● EXERCISE PASSAGE:
------------------------------------------------------------------------

Health organisations, children's charities and a teaching union are among the ten groups urging the government to impose tighter regulation on food adverts targeting children.
Consumer magazine Which?, the British Heart Foundation, the Women's Institute, the National Union of Teachers and the National Children's Bureau are among the groups
In a letter to Caroline Flint, public health minister, the coalition of groups call for a reassessment of the Committee of Advertising Practice (CAP) code for non-broadcast advertising and marketing.
The new rules, which apply to websites and other forms of advertising, do not enforce food companies to differentiate between healthy and non-healthy food and will not protect children from crafty marketing tricks, the groups argue.
The group also condemned the use of online games for children on the websites of fast-food outlets such as McDonalds and Burger King.
"The rise in childhood obesity and diet-related disease needs to be addressed urgently," Which? food campaigner Miranda Watson said.
"The CAP restrictions were an opportunity to finally make progress, but they have fallen well short of the mark."
Other organisations involved in the campaign include are the Children's Food Campaign, Diabetes UK, National Consumer Council, National Heart Forum and netmums.com.
"So many organisations feel incredibly strongly about this issue. The government needs to step in, tighten the existing CAP codes and ensure that those areas that fall outside the codes are tackled," Ms Watson added.

------------------------------------------------------------------------

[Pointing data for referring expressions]
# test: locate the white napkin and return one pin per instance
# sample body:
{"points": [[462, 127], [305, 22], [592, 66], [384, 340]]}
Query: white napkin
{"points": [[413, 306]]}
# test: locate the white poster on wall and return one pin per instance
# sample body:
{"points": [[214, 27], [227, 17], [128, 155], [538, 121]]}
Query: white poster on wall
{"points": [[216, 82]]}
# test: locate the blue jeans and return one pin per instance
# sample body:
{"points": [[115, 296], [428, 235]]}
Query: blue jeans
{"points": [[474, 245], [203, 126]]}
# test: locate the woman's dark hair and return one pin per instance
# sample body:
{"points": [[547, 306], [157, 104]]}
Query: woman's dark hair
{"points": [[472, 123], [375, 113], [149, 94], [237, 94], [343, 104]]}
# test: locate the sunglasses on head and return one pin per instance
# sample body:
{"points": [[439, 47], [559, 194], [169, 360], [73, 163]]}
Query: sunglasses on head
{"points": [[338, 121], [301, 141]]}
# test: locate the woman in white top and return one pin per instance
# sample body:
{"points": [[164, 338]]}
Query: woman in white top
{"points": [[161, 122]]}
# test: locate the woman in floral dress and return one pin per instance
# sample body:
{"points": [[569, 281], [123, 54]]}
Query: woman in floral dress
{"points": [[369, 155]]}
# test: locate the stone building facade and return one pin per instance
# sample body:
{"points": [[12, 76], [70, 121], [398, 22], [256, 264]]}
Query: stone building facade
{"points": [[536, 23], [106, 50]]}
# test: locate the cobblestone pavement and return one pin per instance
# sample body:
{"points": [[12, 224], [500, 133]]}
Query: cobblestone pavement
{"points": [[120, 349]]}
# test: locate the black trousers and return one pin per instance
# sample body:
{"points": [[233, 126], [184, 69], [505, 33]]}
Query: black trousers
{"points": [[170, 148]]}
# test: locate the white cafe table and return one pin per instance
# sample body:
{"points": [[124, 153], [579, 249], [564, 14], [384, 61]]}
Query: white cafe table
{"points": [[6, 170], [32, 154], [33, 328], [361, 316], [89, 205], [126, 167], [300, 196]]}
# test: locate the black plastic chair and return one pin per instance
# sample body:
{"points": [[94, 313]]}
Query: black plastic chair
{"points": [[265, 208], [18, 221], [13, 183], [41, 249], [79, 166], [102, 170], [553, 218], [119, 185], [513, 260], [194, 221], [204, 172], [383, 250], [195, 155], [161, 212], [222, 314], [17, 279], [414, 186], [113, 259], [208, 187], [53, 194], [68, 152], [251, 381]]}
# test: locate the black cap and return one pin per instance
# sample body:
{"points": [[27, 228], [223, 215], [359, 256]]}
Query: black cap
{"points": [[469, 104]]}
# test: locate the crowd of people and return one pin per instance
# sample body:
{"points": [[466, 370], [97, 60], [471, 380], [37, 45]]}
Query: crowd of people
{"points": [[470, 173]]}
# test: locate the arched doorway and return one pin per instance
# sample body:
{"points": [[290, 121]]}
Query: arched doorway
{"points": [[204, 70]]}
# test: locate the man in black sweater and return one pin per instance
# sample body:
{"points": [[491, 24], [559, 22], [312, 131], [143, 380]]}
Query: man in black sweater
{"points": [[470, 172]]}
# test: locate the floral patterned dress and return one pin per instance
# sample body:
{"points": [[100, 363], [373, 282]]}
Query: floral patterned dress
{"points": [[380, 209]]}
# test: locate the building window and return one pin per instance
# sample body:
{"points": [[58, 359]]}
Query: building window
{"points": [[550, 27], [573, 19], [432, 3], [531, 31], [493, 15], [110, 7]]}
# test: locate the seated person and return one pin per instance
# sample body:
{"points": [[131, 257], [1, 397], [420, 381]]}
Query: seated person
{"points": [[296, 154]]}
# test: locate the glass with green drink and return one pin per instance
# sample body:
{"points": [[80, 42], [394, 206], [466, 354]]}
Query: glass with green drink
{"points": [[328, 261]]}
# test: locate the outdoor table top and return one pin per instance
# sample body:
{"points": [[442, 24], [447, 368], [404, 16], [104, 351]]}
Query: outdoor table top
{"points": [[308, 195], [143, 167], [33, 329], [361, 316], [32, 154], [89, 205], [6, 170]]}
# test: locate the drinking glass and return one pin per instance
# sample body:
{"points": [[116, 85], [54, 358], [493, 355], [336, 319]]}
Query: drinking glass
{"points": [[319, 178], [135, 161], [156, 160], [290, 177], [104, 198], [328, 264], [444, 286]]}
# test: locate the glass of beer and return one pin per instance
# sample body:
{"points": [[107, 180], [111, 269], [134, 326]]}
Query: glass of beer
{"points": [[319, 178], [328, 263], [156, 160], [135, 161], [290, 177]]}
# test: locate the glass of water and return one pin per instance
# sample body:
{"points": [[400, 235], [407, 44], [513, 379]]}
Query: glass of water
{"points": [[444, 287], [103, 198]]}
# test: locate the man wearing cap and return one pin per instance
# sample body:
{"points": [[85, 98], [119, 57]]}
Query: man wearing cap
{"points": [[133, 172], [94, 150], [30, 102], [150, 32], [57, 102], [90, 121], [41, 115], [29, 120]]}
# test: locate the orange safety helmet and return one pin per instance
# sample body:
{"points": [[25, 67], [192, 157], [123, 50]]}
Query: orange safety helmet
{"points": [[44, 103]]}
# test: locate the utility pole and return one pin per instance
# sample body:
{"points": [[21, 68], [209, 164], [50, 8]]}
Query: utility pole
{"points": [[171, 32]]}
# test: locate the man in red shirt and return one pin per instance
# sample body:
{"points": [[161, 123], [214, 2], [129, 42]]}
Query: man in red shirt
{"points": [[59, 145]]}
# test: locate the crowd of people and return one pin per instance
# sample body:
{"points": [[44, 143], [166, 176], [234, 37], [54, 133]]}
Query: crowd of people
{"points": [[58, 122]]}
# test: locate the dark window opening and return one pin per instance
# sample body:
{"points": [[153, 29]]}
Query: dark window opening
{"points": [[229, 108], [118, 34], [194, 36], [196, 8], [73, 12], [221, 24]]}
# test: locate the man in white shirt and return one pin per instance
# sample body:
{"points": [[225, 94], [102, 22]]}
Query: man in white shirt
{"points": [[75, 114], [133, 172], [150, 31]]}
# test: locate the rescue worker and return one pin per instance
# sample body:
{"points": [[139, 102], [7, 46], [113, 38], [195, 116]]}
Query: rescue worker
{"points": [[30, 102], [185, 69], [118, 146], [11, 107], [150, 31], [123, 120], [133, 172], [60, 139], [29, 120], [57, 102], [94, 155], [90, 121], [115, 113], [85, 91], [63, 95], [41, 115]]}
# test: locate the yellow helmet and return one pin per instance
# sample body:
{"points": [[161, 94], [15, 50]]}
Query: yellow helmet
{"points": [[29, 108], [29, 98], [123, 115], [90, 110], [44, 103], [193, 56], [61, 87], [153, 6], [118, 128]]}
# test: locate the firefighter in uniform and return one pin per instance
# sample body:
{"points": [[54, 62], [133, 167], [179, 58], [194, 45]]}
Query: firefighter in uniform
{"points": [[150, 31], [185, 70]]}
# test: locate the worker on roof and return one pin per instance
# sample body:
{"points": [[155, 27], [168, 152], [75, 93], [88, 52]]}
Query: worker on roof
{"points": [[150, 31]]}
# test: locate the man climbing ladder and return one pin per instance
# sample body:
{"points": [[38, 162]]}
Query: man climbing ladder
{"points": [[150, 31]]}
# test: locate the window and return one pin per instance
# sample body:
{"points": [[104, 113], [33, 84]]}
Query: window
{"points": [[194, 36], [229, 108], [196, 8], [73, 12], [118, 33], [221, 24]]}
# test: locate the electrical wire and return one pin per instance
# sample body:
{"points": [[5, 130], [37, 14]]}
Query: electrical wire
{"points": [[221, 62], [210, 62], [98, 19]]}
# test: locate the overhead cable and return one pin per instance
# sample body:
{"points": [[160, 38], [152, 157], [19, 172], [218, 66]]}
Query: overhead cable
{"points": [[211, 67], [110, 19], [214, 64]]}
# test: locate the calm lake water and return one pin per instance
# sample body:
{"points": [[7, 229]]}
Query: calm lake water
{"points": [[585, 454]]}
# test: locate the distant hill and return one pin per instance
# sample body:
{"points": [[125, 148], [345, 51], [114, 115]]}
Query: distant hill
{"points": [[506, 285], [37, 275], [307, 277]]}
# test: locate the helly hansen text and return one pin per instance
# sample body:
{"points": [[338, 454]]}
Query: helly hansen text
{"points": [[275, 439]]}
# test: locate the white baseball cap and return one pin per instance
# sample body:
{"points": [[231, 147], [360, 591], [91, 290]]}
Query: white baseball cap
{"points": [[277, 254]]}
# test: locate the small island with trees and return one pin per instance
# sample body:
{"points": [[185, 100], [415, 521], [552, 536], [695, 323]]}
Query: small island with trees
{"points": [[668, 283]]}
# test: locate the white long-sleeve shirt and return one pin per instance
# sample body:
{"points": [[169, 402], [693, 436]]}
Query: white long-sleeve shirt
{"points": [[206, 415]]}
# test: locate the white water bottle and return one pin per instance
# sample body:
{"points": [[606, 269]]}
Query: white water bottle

------------------------------------------------------------------------

● BRIEF 1:
Answer these questions from the food advertising article, marking each answer (a), (b) or (c) on its own line:
(a) Who received the groups' letter?
(b) Which fast-food outlets are named for hosting online games for children?
(c) What role does Miranda Watson hold?
● BRIEF 2:
Please quote the food advertising article from "The new rules, which" up to and including "the groups argue.".
The rows have no connection to the text.

● EXERCISE SOLUTION 1:
(a) Caroline Flint, public health minister
(b) McDonalds and Burger King
(c) Which? food campaigner

● EXERCISE SOLUTION 2:
The new rules, which apply to websites and other forms of advertising, do not enforce food companies to differentiate between healthy and non-healthy food and will not protect children from crafty marketing tricks, the groups argue.